> Prompt
Could you return the data below exactly as it appears?

---------- Recorded information

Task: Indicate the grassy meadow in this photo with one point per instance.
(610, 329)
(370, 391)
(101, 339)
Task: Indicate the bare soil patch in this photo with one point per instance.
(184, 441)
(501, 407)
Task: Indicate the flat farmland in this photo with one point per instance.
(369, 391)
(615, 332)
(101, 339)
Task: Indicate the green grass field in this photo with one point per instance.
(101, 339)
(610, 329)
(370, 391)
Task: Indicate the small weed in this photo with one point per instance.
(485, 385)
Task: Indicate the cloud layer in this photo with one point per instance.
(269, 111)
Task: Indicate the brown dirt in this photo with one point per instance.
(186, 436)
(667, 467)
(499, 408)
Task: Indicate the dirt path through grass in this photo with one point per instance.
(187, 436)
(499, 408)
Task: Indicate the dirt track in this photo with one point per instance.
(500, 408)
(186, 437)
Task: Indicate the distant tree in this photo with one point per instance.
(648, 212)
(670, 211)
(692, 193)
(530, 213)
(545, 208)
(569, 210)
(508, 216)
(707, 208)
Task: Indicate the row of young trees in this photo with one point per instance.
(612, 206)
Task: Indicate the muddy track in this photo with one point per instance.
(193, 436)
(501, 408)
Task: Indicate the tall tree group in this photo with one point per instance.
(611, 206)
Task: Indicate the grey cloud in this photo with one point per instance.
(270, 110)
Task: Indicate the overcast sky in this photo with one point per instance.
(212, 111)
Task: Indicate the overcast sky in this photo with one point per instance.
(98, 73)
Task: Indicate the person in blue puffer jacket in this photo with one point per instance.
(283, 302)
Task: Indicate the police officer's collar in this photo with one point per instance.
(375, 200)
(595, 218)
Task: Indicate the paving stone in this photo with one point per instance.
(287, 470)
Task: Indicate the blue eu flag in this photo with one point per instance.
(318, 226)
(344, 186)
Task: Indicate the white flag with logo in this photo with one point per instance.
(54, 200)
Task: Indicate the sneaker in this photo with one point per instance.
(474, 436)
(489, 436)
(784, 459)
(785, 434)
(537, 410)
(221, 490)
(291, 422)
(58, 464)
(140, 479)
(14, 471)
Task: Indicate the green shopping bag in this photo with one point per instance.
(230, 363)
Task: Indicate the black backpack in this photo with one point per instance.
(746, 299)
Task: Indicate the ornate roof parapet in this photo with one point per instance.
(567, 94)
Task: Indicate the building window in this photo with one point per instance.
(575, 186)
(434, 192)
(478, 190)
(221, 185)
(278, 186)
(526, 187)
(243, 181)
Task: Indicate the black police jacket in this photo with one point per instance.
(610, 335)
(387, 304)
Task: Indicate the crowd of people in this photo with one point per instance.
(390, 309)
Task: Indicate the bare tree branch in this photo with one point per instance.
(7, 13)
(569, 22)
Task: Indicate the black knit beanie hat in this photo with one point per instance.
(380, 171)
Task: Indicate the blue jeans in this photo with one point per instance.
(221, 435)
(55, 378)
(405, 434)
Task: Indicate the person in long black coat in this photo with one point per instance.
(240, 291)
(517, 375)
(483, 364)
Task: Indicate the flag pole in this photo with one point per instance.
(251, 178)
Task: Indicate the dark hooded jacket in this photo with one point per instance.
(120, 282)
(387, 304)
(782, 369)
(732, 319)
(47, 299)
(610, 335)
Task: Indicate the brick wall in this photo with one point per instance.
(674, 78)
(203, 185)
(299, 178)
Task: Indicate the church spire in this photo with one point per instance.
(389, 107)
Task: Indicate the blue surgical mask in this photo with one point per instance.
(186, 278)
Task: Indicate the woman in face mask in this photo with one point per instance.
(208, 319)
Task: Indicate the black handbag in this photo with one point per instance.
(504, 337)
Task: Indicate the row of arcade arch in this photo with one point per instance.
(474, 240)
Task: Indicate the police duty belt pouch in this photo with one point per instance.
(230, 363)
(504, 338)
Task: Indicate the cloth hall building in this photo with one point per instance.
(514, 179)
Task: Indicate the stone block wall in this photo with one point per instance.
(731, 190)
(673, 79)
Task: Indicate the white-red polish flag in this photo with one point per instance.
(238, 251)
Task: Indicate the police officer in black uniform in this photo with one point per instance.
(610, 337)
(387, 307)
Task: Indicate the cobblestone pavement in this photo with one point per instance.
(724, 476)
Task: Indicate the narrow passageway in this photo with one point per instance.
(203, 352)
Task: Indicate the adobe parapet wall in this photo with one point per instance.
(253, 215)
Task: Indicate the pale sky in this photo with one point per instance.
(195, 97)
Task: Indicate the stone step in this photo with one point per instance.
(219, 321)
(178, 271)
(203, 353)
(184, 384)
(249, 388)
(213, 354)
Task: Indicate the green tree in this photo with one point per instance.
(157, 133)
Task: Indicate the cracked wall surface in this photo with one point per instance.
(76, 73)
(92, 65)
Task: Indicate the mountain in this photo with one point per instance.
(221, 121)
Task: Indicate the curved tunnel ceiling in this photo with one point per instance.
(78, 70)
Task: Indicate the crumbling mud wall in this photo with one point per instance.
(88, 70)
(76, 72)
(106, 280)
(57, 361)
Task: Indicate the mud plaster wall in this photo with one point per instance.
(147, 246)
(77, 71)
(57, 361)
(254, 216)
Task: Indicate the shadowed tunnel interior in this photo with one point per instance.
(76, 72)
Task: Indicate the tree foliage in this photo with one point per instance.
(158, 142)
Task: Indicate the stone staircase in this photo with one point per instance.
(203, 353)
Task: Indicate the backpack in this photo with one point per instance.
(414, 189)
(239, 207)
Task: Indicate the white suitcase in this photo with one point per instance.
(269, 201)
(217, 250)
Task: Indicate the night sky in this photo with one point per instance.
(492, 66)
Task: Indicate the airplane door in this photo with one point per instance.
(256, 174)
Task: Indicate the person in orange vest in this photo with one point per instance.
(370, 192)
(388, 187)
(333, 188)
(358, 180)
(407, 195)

--------------------

> Reply to the task
Task: Indicate the grassy meadow in this photo with one point per instance.
(610, 329)
(370, 391)
(101, 339)
Task: Indicate the bare soil patch in this photo with one point per instance.
(184, 441)
(501, 407)
Task: Indicate the flat farmland in this photo with one point per instance.
(369, 391)
(615, 332)
(101, 339)
Task: Indicate the green grass field in this photo with one point per instance.
(101, 339)
(610, 329)
(370, 391)
Task: Indicate the small weed in this photo with one point per instance.
(485, 385)
Task: Indicate the cloud layer in this photo with one point per instance.
(269, 111)
Task: Indicate the brown dirt in this photo with one point per instance.
(186, 436)
(667, 467)
(499, 408)
Task: Indicate the dirt path through grass in this photo with one point per instance.
(187, 436)
(499, 408)
Task: Indicate the dirt track in this photo with one point per instance.
(500, 408)
(186, 437)
Task: Indicate the distant tree in this photo with one point per instance.
(648, 212)
(670, 211)
(692, 193)
(530, 213)
(545, 208)
(569, 210)
(508, 216)
(707, 208)
Task: Indicate the row of young trees in this photo with one point per instance.
(612, 206)
Task: Indicate the muddy track in this photo with one point per instance.
(193, 436)
(501, 408)
Task: Indicate the tall tree group in this photo with one point per instance.
(611, 206)
Task: Indicate the grey cloud in this photo with one point per instance.
(270, 110)
Task: Indicate the overcast sky in this photo with one point per instance.
(212, 111)
Task: Indicate the overcast sky in this photo with one point per instance.
(98, 73)
Task: Indicate the person in blue puffer jacket in this photo with one point per instance.
(283, 302)
Task: Indicate the police officer's collar in this photo with one point per instance.
(375, 200)
(595, 218)
Task: Indicate the paving stone in this photo with one point per instance.
(287, 470)
Task: Indicate the blue eu flag in this photo with one point per instance.
(318, 226)
(344, 186)
Task: Indicate the white flag with logo in this photo with one point per instance.
(54, 200)
Task: Indicate the sneaker in this photo with one point per instance.
(474, 436)
(489, 436)
(784, 459)
(785, 434)
(537, 410)
(221, 490)
(291, 422)
(58, 464)
(140, 479)
(14, 471)
Task: Indicate the green shopping bag in this photo with one point per instance.
(230, 363)
Task: Indicate the black backpack in this photo with one point per instance.
(746, 299)
Task: Indicate the ornate roof parapet in this photo with one point per instance.
(567, 94)
Task: Indicate the building window in this photo with one point per instance.
(575, 186)
(434, 192)
(478, 190)
(221, 185)
(278, 186)
(526, 187)
(243, 181)
Task: Indicate the black police jacket in this photo with one point per instance.
(610, 335)
(387, 304)
Task: Indicate the crowd of people in this photo with one point per instance.
(390, 309)
Task: Indicate the bare tree branch in this photo with one point per instance.
(7, 13)
(569, 22)
Task: Indicate the black knit beanie hat in this photo with one point per instance.
(380, 171)
Task: Indicate the blue jeans in this photo with one point per instance.
(221, 435)
(55, 378)
(405, 434)
Task: Indicate the person in long black coat in this photo with one point per instance.
(240, 291)
(517, 375)
(483, 364)
Task: Indicate the flag pole in this photo with one point per instance.
(251, 178)
Task: Indicate the dark hooded jacket in this photo with one point per instance.
(120, 282)
(387, 304)
(782, 369)
(732, 319)
(47, 299)
(610, 335)
Task: Indicate the brick wall in this photo with one point per instance.
(674, 78)
(203, 185)
(299, 178)
Task: Indicate the church spire in this photo with one point per instance.
(389, 107)
Task: Indicate the blue surgical mask in this photo with one point per instance.
(186, 278)
Task: Indicate the woman in face mask in this photo with one point per instance.
(208, 319)
Task: Indicate the black handbag in this photo with one point per instance.
(504, 337)
Task: Indicate the row of arcade arch in this photo with one point per instance.
(474, 240)
Task: Indicate the police duty belt pouch in this photo with one point per instance.
(230, 363)
(504, 338)
Task: Indicate the cloth hall building in this photo with one point per instance.
(514, 179)
Task: Indicate the stone block wall in this photo with one point per instance.
(731, 190)
(673, 79)
Task: Indicate the white-red polish flag in this photo with one point per instance.
(238, 251)
Task: Indicate the police officer in black uniform in this photo with one point per instance.
(610, 337)
(387, 307)
Task: Indicate the cobblestone pavement in this photo with one point per instance.
(724, 476)
Task: Indicate the narrow passageway in this photo with one point per instance.
(203, 352)
Task: Indicate the adobe parapet wall in this photo with one point per instance.
(253, 215)
Task: Indicate the pale sky in this photo with one point per instance.
(195, 97)
Task: Indicate the stone step in this photo with one point per instance.
(219, 321)
(178, 271)
(203, 353)
(184, 384)
(249, 388)
(213, 354)
Task: Indicate the green tree in this photo with one point per instance.
(157, 133)
Task: Indicate the cracked wall surface in this photo with one point per instance.
(76, 73)
(92, 65)
Task: Indicate the mountain in this photo with one point per instance.
(221, 121)
Task: Indicate the curved tunnel ceiling in this photo with one point per instance.
(78, 70)
Task: Indicate the crumbling mud wall in this photo with one point per instance.
(88, 70)
(76, 72)
(106, 280)
(57, 361)
Task: Indicate the mud plaster wall in this photo with one point per instance.
(147, 246)
(77, 71)
(57, 361)
(254, 216)
Task: Indicate the shadowed tunnel interior in this photo with one point per instance.
(76, 72)
Task: Indicate the tree foliage in this photo with one point per instance.
(158, 142)
Task: Indicate the stone staircase in this photo with one point per instance.
(203, 353)
Task: Indicate the backpack in this photo with one point per instance.
(414, 189)
(239, 207)
Task: Indicate the white suitcase in this photo with one point per instance.
(269, 201)
(217, 250)
Task: Indicate the night sky in this photo with one point per instance.
(492, 66)
Task: Indicate the airplane door in this photo with one point per instance.
(256, 174)
Task: Indicate the person in orange vest in this photo with one point per instance.
(370, 192)
(388, 187)
(333, 188)
(358, 180)
(407, 195)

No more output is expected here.